# [Problem to solve]
From the first line to the last, print the data exactly.

# [Given data]
>>

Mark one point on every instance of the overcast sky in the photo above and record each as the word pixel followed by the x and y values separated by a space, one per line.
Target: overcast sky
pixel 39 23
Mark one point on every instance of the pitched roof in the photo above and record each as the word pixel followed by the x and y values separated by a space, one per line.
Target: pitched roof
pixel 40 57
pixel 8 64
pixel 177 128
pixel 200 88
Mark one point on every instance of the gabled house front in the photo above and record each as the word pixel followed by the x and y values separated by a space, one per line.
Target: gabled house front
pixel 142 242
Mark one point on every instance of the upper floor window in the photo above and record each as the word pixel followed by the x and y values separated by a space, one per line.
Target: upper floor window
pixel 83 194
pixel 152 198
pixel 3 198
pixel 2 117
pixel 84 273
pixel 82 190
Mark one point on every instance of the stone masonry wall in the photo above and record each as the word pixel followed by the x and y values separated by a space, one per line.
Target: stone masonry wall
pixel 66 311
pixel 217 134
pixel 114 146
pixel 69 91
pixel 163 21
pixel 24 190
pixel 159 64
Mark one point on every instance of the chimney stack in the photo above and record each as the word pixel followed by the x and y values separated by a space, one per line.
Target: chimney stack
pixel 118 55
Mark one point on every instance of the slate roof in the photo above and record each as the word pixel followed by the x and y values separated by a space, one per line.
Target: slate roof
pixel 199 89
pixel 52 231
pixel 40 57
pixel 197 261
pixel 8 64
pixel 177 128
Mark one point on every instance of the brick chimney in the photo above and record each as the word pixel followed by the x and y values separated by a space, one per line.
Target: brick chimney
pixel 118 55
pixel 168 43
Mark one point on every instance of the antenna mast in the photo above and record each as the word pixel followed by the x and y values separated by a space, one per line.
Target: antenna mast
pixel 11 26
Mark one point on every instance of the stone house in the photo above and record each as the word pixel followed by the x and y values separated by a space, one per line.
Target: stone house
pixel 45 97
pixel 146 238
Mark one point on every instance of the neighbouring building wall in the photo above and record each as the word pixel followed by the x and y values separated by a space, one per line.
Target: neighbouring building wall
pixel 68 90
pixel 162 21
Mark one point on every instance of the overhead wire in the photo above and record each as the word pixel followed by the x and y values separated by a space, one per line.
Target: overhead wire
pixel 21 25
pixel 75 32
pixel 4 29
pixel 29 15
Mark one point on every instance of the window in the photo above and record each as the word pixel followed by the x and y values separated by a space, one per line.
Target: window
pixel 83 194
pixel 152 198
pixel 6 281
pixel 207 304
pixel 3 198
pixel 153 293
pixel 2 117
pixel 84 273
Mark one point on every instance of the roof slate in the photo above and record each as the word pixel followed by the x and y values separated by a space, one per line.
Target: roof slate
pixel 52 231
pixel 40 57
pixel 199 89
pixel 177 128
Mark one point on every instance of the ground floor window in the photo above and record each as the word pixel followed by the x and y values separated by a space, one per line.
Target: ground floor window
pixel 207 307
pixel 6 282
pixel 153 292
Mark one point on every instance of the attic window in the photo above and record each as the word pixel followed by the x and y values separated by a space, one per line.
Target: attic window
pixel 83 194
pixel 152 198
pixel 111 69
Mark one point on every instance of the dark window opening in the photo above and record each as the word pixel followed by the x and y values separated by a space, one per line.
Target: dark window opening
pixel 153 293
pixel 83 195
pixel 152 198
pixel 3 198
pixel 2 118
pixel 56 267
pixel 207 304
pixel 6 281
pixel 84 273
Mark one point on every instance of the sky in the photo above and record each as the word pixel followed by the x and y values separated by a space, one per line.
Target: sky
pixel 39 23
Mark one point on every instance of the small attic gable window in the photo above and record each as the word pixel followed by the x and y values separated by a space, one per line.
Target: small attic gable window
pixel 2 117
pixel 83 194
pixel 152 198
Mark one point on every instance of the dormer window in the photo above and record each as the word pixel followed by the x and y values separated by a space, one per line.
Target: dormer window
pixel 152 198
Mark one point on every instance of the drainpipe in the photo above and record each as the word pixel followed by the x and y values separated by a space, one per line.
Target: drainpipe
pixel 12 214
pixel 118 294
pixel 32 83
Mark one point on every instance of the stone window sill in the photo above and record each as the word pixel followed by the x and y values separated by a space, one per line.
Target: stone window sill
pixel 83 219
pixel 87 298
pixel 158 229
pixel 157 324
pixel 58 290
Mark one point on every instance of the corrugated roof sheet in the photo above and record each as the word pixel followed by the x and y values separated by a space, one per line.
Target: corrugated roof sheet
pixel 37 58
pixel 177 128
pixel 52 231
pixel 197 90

<<

# [Answer]
Mark one point on every instance of the overcast sky in the photo above and record each as the word pixel followed by the x and y values separated by a space, one per line.
Target: overcast sky
pixel 39 23
Mark one point on every instance of the pitched roof in the photo above and record each as the word pixel followed by the x and y values separated by a space, one per line.
Target: pitched roof
pixel 40 57
pixel 8 64
pixel 177 128
pixel 200 88
Mark one point on every instance of the gabled house front in the photo above and record each as the word pixel followed by the x and y values separated by a space, one per line.
Target: gabled house front
pixel 142 242
Mark one point on every instance of the upper floor window in the photo above and record each as the word pixel followed by the x and y values separated by a space, one per line.
Target: upper floor window
pixel 83 194
pixel 152 198
pixel 3 198
pixel 2 117
pixel 84 273
pixel 82 190
Mark one point on every instance of the stone masonry wall in the photo above and record each as the word pixel followed by the x and y values separated by a space, one per line.
Target: stone masonry wall
pixel 66 311
pixel 217 134
pixel 114 146
pixel 69 91
pixel 163 21
pixel 24 190
pixel 159 64
Mark one point on every instance of the chimney stack in the photo above and record each as the word pixel followed by the x and y values separated by a space, one per line.
Target: chimney stack
pixel 118 55
Mark one point on every instance of the slate roof in the photo above and record each as the word pixel followed by the x and y values separated by a space, one per line.
Target: slate roof
pixel 199 89
pixel 52 231
pixel 40 57
pixel 197 261
pixel 8 64
pixel 177 128
Mark one point on every instance of the brick chimney in the photo above and record each as the word pixel followed by the x and y values separated by a space, one per line.
Target: brick chimney
pixel 118 55
pixel 168 43
Mark one point on every instance of the antenna mast in the photo above and record each as the word pixel followed by the x and y values separated by a space, one per line.
Target: antenna mast
pixel 11 26
Mark one point on every instance of the stone house in the photo above and record each as the word pixel followed by the x and y values separated by a space, one per line.
Target: stone house
pixel 45 97
pixel 146 238
Mark one point on every instance of the neighbouring building wall in the photo above and record each as the word pixel followed by the x and y values separated by a space, one per line.
Target: neighbouring building wall
pixel 68 90
pixel 162 21
Mark one point on every instance of the overhead wire in the photo above and record each as the word pixel followed by the x and y values separated by a space, one per line.
Target: overhead wire
pixel 21 25
pixel 75 32
pixel 4 29
pixel 29 15
Mark one point on every instance of the window in the photo above and record each as the word pixel followed by the x and y values separated by a space, one per line.
Target: window
pixel 83 194
pixel 152 198
pixel 6 281
pixel 207 304
pixel 3 198
pixel 153 293
pixel 2 117
pixel 84 273
Mark one point on every instance of the roof slate in the photo above and record each as the word pixel followed by the x and y values separated by a space, one per line.
Target: roof slate
pixel 52 231
pixel 40 57
pixel 199 89
pixel 177 128
Mark one point on every instance of the ground floor window in the photo above and record each as the word pixel followed by the x and y values separated by a space, one per line.
Target: ground floor window
pixel 207 307
pixel 6 282
pixel 153 292
Mark one point on every instance of the attic window in the photo above and record each as the word pixel followed by the x and y values separated by a space, one per line.
Target: attic window
pixel 83 194
pixel 152 198
pixel 111 69
Mark one point on every instance of the dark window opening in the photo above and record each as the word pixel followed by the x and y values separated by a space, one per line.
Target: dark window opening
pixel 153 293
pixel 83 195
pixel 152 198
pixel 3 198
pixel 2 118
pixel 56 267
pixel 207 304
pixel 6 281
pixel 84 273
Mark one point on every instance of the sky in the photo above and record each as the word pixel followed by the x and y values separated by a space, one per line.
Target: sky
pixel 39 23
Mark one point on every instance of the small attic gable window in the photo above and record each as the word pixel followed by the x and y values separated by a space, one per line.
Target: small attic gable window
pixel 2 117
pixel 83 194
pixel 152 198
Mark one point on every instance of the dormer window in the photo above and record each as the word pixel followed by the x and y values separated by a space, one per line.
Target: dormer window
pixel 152 198
Mark one point on every instance of the drainpipe in the photo above and record each as the word pixel followed by the x and y values separated by a space, one per line.
Target: drainpipe
pixel 12 214
pixel 118 294
pixel 32 83
Mark one point on every instance of the stone window sill in the photo above and record each as the word pixel followed by the x and y values separated by a space, one per line.
Target: stone window sill
pixel 83 219
pixel 87 298
pixel 158 229
pixel 157 324
pixel 58 290
Mark one point on every instance of the corrugated roof sheet in the photo above and record each as the word pixel followed by the x and y values separated by a space, one per line.
Target: corrugated roof sheet
pixel 37 58
pixel 177 128
pixel 52 231
pixel 197 90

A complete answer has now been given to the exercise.